Written instruction: Reproduce the line that holds "across water, one per instance" together with all the lines after it up to the end of the entries.

[Labeled-object pointing entries]
------------------------------------------------------------
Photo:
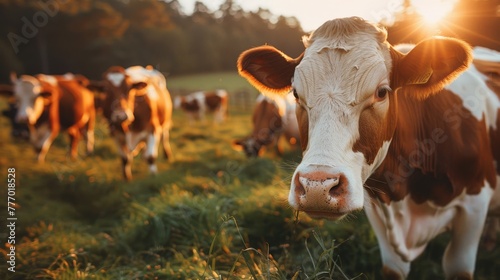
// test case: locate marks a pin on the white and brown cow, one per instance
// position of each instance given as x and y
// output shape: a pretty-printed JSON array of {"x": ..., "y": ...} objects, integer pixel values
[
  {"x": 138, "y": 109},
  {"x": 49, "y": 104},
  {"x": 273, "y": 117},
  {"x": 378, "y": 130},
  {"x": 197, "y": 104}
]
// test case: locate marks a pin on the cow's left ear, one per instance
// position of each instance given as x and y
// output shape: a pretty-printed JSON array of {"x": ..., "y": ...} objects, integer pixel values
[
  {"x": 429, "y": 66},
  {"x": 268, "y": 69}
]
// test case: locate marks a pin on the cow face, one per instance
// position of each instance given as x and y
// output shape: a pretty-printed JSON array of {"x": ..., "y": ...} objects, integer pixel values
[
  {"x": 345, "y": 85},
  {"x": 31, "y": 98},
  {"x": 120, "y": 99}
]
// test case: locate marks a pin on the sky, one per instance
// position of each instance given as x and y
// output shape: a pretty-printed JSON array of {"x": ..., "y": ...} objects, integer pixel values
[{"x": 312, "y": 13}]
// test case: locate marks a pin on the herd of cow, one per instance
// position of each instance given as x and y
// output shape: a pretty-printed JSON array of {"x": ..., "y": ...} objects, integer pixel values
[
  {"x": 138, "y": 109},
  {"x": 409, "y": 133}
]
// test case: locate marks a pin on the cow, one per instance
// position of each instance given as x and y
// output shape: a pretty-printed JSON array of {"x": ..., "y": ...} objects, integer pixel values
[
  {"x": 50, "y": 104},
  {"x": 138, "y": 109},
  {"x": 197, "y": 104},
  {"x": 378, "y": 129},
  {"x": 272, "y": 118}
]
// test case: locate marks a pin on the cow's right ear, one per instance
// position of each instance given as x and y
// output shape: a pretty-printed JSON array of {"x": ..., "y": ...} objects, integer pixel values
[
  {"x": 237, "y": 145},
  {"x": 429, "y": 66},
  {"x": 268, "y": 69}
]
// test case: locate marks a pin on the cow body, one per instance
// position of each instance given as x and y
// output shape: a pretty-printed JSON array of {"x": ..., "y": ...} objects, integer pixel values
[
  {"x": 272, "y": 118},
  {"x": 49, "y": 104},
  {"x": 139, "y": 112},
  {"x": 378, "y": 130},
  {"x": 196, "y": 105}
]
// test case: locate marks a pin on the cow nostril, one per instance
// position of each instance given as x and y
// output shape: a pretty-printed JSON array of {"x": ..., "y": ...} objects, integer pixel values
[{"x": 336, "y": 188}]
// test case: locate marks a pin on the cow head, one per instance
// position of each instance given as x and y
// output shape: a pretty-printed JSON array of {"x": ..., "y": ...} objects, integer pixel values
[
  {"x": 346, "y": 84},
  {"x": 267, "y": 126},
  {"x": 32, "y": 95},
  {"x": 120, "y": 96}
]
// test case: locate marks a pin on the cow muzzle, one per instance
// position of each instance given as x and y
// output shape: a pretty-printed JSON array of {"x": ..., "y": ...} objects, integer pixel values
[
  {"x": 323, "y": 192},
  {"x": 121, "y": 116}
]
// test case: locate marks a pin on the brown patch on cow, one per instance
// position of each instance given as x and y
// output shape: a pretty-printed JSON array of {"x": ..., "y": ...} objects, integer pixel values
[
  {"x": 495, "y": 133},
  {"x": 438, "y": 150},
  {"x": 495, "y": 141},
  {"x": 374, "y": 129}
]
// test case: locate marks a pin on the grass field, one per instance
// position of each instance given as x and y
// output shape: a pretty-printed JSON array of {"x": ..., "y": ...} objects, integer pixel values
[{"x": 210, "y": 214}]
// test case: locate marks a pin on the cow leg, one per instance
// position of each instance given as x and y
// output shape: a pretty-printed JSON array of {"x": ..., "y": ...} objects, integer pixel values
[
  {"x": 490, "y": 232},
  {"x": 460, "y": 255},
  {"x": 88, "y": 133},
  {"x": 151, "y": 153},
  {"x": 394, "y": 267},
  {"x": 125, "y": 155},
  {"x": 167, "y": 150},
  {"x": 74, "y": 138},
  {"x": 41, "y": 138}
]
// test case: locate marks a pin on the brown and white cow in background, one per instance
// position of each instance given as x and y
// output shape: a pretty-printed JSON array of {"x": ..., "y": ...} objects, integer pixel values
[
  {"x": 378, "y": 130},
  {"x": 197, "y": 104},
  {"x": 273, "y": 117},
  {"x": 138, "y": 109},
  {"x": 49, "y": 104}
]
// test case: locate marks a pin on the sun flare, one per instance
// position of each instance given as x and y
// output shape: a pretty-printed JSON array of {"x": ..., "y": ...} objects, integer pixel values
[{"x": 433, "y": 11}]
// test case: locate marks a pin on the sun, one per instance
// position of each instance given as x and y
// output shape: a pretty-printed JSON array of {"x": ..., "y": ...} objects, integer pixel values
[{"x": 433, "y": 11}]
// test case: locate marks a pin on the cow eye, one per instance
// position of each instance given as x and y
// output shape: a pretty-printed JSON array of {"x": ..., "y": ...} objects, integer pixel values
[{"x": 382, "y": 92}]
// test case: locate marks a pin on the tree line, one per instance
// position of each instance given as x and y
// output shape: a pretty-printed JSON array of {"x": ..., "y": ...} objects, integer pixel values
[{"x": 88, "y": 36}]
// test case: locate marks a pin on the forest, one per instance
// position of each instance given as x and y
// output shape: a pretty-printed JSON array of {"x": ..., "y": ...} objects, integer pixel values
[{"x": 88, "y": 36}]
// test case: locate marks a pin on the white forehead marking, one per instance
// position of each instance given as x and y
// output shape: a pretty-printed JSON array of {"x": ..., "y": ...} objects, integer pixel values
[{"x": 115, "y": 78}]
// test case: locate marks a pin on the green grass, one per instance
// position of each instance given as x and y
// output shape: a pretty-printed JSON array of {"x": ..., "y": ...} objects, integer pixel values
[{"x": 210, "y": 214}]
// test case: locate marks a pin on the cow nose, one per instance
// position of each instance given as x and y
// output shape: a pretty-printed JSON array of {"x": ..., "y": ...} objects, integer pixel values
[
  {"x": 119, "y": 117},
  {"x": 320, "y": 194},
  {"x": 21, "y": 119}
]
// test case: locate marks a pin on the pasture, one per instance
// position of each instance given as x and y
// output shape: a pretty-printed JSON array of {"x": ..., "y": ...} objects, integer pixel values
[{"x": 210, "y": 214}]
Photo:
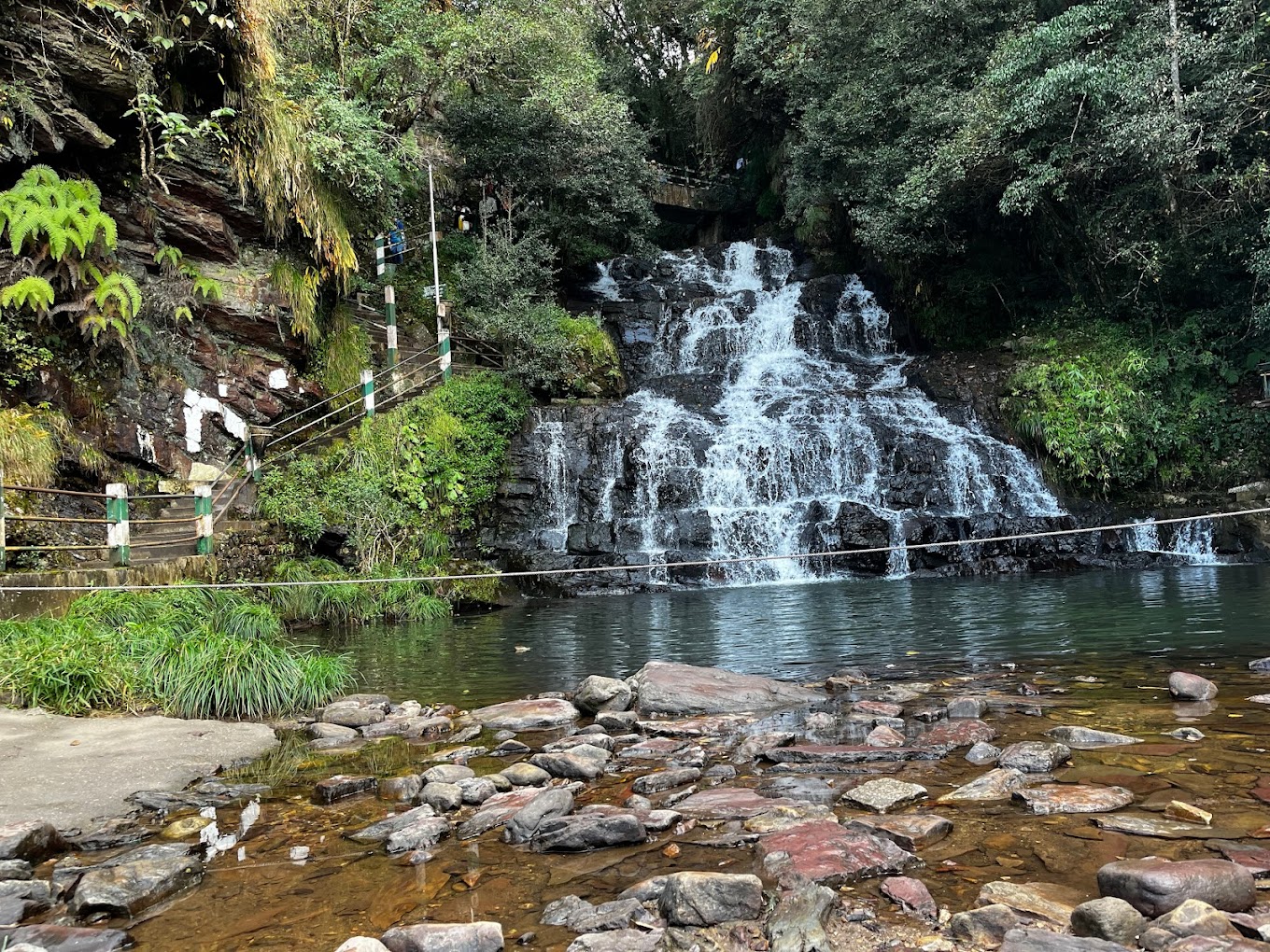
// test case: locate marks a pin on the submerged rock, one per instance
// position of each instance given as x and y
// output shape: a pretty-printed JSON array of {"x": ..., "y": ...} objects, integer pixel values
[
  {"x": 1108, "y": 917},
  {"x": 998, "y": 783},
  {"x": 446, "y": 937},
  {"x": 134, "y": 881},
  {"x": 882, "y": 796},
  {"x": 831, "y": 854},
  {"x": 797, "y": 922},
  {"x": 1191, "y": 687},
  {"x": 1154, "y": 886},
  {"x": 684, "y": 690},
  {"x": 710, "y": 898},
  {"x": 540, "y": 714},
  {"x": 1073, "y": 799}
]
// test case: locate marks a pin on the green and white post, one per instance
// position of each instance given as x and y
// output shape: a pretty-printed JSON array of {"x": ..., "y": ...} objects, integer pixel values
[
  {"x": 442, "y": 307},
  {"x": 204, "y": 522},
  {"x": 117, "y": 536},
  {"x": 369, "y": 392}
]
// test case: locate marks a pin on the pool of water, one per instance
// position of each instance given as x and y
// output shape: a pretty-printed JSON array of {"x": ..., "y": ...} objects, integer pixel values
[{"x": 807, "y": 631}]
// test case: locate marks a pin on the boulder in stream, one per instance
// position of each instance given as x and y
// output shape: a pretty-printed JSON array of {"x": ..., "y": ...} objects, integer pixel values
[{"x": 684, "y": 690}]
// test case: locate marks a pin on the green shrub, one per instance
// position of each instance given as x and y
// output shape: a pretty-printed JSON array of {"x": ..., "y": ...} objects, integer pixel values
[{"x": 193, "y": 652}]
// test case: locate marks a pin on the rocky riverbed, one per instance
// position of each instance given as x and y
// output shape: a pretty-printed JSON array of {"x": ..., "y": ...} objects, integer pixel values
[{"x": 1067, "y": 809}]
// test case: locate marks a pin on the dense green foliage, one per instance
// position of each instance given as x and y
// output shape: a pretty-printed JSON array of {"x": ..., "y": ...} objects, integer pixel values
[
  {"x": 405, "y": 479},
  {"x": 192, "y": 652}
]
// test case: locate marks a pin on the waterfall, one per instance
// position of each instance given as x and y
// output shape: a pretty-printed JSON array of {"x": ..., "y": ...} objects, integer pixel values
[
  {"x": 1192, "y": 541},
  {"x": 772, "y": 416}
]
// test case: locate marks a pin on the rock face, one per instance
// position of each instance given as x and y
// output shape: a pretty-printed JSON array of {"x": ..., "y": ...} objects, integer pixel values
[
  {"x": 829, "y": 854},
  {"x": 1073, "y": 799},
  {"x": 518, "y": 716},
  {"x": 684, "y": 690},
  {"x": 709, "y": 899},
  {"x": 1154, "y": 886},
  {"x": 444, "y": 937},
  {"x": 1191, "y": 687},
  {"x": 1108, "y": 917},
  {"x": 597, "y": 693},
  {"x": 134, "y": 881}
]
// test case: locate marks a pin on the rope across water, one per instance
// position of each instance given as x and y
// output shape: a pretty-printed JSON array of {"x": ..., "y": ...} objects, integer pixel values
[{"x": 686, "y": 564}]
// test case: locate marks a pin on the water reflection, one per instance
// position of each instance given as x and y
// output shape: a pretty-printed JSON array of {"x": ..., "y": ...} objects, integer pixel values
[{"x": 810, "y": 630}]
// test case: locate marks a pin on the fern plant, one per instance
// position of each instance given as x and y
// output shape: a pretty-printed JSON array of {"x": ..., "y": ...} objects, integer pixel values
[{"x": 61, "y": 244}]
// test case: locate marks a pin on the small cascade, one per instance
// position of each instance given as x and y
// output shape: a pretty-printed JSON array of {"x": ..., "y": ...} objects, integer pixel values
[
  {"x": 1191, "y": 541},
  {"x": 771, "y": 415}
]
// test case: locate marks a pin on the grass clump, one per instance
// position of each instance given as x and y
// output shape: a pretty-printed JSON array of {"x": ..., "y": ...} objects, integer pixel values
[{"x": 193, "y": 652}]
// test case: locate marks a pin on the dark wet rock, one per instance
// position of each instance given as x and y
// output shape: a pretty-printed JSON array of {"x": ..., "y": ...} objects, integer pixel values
------------------------------------------------------------
Task answer:
// test case: locate marks a pin on the rope across water, one per instance
// position of each instance given as x and y
// output shape: a pretty-printed JSON array of {"x": ..., "y": ...} objects, integer pixel values
[{"x": 686, "y": 564}]
// test case: locate marks a pin on the water reflection, one per instance
// position of each instance given as x and y
// output shape: a pretty-printed JSON array of {"x": ..., "y": ...} objects, integer pixel values
[{"x": 810, "y": 630}]
// test case: locate marks a pin on the fern plant, one per instance
// position of each instance given as x and y
// output shape: a pretty-printed JSON array of {"x": ..., "y": ...} objects, integer pixel values
[{"x": 61, "y": 244}]
// test case: locate marks a pin on the small cascade, one per instance
// position of each instance given as x and y
// output shape: a pretty-printed JSON array of {"x": ..., "y": ...} objects, integer pixel values
[
  {"x": 1191, "y": 541},
  {"x": 771, "y": 415}
]
// test case: locate marks a pin on the grass clump, one per instance
// position of each instance given as x and y
// output shape: a pretty-printed JSON array of {"x": ..., "y": ...} objects, integer pixel values
[{"x": 193, "y": 652}]
// test case: locate marks a pin on the dark wet rock, one per instance
// position of each instance given as x and y
// output shape: a pretty-printed JSON array of {"x": ..., "y": ...} objects, integer pixel values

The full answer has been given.